Directive 1:
Reproduce the following rows verbatim, beginning at the row that contains "Thanks for the photo. Could you please mark the woman's hand" and continuing through the final row.

Quoted passage:
In Part I of this two-part series, we discussed four key factors to consider in preparing for plugging into international power: line frequency, nominal voltage, voltage fluctuations, and physical connection requirements. In Part II, we’ll look at three approaches to preparing your boat for connecting to international shore power, and we’ll outline the advantages and disadvantages of each.

The first approach to preparing your boat for connecting to shore power overseas is finding “power-tolerant” equipment. If you’re careful and selective, it is possible to locate equipment that will run on most international power. Be sure to check the specifications for frequency range as well as voltage. Many of the small plug-in transformers that we use to power our laptop computers, digital cameras, and cell phones, for example, will run on just about any power from about 100 to 250 volts and 50 or 60Hz. Check the labels carefully.

Most heating appliances (such as electric heaters, electric skillets, and toasters) don’t really care what frequency they run on, although they typically require a fairly narrow range of operating voltage. Be careful, however, if the appliance has a heating element and a motor, since the heating element will probably work fine on 50Hz or 60Hz, but the motor may not. A hair dryer is one example of such an appliance. 

Some devices with electric motors will run on 50Hz or 60Hz, but they’ll run slower on 50Hz and might be a bit less efficient. For example, the air conditioning system on our trawler will operate on either frequency, but it runs a bit slower on 50Hz, since this type of motor depends on the line frequency to determine its speed.

[Items listed in a dataset]
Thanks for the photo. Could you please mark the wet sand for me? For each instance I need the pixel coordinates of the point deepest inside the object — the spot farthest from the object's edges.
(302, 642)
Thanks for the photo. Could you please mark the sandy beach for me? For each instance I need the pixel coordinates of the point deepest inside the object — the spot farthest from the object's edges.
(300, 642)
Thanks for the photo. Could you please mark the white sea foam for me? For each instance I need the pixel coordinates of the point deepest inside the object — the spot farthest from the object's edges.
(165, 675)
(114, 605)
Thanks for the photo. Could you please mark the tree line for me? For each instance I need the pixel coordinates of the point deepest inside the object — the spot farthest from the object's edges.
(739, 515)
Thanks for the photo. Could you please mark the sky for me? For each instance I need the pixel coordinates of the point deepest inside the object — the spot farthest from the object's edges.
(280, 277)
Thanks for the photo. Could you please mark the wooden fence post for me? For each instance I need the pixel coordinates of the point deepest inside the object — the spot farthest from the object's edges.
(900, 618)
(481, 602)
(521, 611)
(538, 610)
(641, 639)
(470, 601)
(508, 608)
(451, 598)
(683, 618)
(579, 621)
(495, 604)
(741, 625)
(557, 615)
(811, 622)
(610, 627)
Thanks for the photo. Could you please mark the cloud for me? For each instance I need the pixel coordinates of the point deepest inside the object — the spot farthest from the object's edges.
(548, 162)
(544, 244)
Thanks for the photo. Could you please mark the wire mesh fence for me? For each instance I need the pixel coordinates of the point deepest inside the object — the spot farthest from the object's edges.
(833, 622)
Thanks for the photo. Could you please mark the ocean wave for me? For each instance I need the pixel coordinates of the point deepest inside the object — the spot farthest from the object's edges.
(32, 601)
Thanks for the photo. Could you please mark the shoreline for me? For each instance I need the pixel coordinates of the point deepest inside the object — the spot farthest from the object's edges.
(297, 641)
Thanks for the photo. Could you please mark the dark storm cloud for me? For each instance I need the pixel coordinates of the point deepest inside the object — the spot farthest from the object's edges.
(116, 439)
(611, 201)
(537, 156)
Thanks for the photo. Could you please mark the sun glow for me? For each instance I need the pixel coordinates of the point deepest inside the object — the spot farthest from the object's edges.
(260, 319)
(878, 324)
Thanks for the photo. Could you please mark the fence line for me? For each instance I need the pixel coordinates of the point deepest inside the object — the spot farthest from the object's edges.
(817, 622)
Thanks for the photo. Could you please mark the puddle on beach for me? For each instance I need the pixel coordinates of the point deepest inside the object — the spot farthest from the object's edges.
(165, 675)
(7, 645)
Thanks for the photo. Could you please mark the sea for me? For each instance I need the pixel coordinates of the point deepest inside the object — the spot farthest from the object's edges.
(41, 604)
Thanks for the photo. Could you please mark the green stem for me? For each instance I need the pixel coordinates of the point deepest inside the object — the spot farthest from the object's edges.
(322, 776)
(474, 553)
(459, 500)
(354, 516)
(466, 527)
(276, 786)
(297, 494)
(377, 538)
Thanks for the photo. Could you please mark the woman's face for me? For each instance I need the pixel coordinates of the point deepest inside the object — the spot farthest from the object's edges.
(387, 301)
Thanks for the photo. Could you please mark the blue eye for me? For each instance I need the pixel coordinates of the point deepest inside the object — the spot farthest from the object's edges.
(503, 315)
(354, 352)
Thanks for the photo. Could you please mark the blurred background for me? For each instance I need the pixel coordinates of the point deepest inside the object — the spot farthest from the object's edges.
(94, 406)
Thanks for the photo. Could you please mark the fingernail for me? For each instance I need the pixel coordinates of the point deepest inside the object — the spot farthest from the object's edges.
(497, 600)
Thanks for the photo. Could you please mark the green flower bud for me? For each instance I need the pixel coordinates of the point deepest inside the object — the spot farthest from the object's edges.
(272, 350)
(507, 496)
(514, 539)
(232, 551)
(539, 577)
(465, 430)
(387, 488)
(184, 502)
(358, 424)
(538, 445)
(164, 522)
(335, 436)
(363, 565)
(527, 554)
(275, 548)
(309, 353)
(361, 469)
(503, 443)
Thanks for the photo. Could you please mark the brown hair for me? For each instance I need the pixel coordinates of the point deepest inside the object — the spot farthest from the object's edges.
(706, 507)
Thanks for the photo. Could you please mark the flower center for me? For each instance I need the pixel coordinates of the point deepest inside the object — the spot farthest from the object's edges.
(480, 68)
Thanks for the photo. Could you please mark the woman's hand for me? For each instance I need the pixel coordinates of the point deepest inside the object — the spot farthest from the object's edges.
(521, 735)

Directive 2:
List the four key factors for plugging into international power that the shore power article says Part I discussed.

Correct result 1:
Thanks for the photo. Could you please mark the woman's hand for me? For each instance I need the pixel coordinates of the point deepest inside the object — the spot farthest from the object's edges.
(521, 735)

Correct result 2:
- Line frequency
- Nominal voltage
- Voltage fluctuations
- Physical connection requirements